Records to process:

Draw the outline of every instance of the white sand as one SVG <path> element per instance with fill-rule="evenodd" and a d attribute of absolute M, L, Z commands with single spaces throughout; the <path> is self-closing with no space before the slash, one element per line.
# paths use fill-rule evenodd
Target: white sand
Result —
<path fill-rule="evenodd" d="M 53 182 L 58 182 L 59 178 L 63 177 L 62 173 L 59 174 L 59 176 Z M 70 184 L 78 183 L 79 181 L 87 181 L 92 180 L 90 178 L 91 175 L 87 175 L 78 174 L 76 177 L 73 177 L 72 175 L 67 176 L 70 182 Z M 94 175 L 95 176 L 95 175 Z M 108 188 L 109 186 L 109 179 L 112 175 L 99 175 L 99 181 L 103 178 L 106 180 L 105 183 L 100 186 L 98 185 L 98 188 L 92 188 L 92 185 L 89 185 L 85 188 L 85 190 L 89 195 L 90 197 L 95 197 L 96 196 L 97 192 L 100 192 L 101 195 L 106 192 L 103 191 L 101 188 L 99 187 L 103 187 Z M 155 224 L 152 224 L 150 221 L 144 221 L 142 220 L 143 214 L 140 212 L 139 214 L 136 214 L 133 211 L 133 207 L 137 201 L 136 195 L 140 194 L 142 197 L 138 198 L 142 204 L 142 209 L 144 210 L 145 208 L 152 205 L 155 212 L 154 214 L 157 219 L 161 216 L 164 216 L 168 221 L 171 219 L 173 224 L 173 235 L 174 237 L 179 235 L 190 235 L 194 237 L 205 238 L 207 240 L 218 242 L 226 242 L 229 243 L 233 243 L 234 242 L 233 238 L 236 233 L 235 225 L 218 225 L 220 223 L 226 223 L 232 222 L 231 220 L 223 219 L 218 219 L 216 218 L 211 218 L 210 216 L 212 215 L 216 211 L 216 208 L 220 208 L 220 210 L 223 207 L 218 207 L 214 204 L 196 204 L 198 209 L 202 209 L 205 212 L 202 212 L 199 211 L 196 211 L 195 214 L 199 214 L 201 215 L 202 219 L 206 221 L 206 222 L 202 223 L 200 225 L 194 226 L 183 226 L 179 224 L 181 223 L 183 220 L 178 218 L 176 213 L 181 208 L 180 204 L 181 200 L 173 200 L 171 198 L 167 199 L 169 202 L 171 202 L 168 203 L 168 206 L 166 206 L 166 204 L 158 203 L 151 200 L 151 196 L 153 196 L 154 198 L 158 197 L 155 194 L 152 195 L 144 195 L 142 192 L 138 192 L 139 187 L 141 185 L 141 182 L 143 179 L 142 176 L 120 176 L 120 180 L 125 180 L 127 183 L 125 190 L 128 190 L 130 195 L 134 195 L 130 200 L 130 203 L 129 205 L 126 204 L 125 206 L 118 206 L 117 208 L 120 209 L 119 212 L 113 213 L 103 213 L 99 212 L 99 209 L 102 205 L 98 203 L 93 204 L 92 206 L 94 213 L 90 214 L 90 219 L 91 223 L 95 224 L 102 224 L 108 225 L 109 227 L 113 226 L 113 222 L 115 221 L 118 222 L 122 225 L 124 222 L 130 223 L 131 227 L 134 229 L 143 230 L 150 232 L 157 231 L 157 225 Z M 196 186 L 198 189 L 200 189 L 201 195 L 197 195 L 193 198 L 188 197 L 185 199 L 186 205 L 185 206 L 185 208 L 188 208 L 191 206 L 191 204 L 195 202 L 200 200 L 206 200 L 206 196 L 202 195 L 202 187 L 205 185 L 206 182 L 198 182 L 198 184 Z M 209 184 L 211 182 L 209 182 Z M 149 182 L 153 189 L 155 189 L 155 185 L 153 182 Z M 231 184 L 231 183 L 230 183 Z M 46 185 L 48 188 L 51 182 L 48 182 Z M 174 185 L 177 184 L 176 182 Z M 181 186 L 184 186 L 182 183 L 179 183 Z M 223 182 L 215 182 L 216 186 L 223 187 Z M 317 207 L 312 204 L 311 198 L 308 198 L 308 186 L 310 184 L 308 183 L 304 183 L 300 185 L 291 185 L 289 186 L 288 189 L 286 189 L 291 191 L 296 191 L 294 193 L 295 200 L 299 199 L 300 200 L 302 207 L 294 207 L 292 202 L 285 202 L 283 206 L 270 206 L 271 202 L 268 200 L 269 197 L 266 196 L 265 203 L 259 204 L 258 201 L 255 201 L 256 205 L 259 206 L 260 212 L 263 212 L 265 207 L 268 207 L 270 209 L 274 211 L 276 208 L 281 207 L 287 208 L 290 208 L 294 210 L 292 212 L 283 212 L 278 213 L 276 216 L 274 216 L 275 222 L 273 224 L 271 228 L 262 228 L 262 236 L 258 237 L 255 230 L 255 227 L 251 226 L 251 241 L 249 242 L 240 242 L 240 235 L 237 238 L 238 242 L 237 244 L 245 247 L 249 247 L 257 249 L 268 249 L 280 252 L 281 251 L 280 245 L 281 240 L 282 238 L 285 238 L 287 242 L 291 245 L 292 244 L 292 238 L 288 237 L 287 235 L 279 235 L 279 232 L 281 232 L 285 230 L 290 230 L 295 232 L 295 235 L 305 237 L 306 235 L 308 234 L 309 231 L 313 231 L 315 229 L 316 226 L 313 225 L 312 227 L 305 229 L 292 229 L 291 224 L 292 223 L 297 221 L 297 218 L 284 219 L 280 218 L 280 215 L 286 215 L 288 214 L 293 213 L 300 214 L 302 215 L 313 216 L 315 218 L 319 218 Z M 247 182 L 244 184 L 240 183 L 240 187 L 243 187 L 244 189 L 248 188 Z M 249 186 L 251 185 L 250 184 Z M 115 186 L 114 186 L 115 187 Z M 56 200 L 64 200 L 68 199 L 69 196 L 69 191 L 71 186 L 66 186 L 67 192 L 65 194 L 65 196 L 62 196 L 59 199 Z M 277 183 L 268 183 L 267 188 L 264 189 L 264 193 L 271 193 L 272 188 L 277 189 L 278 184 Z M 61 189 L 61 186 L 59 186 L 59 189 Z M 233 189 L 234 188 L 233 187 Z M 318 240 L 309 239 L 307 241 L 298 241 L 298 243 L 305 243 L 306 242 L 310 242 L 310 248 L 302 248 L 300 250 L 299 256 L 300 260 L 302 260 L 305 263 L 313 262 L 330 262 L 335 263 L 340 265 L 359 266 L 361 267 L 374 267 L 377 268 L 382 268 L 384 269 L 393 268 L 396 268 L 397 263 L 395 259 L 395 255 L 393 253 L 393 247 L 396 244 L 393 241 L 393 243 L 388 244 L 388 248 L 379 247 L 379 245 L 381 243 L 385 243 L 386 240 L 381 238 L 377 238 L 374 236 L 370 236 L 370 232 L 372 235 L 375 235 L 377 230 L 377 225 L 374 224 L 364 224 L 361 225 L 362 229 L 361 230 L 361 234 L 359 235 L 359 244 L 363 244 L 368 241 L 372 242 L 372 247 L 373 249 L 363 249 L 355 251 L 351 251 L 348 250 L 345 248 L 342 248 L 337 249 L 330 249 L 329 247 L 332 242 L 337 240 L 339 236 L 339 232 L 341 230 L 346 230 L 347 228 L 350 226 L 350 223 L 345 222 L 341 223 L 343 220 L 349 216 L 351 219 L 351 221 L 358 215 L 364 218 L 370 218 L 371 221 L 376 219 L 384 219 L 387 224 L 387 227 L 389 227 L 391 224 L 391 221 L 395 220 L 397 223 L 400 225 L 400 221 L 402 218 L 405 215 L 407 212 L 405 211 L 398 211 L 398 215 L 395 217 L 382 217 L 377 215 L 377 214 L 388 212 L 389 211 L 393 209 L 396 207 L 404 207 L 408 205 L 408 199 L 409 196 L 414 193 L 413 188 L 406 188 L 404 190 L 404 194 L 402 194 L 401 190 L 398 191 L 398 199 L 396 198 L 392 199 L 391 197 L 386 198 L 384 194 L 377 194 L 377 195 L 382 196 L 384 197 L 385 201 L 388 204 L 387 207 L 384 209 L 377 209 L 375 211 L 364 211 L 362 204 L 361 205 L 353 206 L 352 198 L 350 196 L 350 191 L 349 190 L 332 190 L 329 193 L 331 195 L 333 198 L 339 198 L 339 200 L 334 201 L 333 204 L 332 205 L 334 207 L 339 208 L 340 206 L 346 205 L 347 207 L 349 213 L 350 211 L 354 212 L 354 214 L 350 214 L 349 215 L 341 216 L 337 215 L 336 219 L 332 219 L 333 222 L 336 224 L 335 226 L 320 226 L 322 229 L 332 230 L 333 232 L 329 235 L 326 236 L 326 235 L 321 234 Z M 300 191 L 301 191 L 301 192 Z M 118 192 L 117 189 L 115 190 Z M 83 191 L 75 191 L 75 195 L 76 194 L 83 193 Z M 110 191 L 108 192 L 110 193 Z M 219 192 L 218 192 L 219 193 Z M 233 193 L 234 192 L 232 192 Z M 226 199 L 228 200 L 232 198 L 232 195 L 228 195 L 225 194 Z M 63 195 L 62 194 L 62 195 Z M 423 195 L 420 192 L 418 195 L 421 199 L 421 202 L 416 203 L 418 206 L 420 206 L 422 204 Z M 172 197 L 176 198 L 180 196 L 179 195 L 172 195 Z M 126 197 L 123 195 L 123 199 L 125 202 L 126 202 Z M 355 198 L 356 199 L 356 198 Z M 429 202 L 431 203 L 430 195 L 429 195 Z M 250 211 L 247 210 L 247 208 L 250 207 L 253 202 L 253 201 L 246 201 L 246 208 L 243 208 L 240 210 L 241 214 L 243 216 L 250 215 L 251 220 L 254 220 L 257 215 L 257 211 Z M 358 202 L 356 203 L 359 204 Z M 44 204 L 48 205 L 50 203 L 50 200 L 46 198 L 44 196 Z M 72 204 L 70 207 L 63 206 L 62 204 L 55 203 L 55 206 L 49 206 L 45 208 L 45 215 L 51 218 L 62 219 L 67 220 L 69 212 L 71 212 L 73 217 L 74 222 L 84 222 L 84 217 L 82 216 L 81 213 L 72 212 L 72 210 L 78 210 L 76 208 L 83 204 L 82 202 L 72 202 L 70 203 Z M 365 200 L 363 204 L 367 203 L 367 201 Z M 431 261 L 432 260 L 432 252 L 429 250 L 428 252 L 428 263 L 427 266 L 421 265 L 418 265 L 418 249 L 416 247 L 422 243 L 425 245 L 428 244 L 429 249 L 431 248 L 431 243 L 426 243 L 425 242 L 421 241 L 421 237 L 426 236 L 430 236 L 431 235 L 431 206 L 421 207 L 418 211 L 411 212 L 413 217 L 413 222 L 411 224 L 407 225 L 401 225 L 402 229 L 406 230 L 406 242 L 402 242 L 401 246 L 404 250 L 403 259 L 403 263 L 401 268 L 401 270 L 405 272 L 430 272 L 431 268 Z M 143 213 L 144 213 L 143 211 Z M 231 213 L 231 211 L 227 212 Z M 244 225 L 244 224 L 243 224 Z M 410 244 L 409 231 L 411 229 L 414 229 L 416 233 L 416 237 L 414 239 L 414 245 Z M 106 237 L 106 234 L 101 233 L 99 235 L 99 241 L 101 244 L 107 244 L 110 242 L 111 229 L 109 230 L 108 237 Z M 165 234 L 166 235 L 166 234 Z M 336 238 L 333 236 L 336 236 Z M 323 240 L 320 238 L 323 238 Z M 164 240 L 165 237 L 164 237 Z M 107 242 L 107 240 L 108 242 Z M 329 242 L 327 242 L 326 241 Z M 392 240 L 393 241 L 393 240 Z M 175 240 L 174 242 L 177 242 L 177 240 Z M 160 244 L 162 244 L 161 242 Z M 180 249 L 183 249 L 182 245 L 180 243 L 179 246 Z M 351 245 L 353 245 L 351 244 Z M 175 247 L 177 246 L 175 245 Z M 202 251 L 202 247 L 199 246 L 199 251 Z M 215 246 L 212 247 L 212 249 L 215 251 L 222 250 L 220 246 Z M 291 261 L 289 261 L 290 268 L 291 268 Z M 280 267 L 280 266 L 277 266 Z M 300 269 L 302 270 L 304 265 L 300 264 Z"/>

Problem to work on:
How many lines in the records above contain the string "white" with the same capitalization? Reply with the number only.

Solved problem:
2